## WHAT TO WORK ON
From the entries below, retype only the lines from the one with "the dried plant" through the one with "[(872, 322)]", exactly as written.

++++ MATERIAL PROVIDED

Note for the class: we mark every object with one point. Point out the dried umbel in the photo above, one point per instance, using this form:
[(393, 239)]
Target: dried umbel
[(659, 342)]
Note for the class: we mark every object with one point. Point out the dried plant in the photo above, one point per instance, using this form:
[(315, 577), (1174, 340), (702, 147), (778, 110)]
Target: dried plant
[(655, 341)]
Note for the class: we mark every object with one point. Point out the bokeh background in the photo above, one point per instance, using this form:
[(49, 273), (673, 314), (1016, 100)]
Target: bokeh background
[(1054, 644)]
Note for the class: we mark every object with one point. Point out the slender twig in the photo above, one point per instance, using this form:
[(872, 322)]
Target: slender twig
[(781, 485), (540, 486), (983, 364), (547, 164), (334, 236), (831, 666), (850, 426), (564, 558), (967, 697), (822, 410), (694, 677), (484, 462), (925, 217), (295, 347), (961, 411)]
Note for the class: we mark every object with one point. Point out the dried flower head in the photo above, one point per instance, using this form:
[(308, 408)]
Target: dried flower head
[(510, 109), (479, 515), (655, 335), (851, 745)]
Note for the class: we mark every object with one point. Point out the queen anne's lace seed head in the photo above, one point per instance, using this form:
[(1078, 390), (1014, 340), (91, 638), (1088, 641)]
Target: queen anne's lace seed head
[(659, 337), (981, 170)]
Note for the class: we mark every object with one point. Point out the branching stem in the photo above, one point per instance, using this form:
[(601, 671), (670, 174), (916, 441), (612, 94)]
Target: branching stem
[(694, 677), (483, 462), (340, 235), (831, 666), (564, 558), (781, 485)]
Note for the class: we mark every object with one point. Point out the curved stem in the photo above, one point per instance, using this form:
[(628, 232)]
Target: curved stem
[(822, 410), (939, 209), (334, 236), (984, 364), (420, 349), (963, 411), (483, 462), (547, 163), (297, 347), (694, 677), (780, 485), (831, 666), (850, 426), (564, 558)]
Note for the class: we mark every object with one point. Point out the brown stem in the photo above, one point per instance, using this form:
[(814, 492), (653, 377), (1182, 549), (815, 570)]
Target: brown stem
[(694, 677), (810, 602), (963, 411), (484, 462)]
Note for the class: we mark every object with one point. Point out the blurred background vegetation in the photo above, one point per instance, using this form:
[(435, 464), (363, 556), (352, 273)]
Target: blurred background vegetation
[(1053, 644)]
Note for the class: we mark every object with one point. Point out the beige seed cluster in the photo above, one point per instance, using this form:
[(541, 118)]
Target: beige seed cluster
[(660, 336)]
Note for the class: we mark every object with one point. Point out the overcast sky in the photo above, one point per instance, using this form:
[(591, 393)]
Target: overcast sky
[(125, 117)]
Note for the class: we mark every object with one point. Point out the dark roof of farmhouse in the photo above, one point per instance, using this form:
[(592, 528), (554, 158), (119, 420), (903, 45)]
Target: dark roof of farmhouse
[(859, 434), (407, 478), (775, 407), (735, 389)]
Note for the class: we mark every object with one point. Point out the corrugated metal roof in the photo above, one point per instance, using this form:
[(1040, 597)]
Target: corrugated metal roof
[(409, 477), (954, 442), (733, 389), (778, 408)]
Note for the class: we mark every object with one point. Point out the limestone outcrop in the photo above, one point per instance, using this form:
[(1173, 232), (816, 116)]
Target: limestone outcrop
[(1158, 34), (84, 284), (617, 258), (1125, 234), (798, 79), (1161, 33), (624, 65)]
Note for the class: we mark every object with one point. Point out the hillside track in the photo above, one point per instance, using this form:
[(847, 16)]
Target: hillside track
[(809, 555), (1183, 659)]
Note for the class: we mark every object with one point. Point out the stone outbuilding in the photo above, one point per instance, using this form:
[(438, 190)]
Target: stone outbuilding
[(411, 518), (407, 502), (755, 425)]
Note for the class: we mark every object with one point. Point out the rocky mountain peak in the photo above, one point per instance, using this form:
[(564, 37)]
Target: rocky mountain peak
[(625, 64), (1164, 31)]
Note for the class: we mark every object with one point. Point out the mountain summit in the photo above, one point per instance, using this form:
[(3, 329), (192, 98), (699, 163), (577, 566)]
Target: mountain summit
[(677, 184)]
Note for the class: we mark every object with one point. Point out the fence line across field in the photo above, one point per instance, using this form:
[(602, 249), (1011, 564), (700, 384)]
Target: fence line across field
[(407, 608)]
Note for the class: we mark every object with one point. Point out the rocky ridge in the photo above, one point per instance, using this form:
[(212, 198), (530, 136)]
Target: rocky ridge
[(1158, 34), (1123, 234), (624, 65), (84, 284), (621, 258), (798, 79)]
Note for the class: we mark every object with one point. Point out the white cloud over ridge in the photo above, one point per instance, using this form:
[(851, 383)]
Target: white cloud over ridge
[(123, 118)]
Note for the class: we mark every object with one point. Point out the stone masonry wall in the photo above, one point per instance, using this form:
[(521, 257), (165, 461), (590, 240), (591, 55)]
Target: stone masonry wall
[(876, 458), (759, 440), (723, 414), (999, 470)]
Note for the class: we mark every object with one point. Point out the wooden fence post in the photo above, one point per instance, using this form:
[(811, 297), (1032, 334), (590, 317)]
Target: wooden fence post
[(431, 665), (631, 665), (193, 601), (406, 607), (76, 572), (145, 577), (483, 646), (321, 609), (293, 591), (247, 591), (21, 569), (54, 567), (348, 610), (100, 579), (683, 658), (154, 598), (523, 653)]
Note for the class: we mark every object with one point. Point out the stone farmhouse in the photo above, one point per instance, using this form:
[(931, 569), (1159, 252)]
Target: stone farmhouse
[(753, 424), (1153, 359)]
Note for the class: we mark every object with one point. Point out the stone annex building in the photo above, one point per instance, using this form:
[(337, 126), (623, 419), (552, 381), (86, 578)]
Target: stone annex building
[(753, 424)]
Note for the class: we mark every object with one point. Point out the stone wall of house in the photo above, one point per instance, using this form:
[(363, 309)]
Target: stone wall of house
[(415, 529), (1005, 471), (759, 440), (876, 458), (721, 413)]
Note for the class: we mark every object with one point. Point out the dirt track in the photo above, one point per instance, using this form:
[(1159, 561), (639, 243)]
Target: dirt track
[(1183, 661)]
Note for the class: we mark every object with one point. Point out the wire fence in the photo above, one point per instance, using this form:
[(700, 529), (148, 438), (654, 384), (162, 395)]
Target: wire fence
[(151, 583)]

++++++++

## EXERCISE OUTPUT
Note for the class: we mark every object with one point. Point out the dried plant in the photo above, one point per instance, using this form:
[(315, 577), (1174, 340), (702, 147), (778, 110)]
Target: dried plant
[(655, 341)]
Note for the class: we mark every object with one point. Point out the bokeh background in the photo above, one point per instance, using this form:
[(49, 273), (673, 314), (1016, 100)]
Target: bokeh background
[(1054, 644)]
Note for the class: we mark every object with one point. Point out the slender twig in the photo above, one point per instance, using this form:
[(872, 322)]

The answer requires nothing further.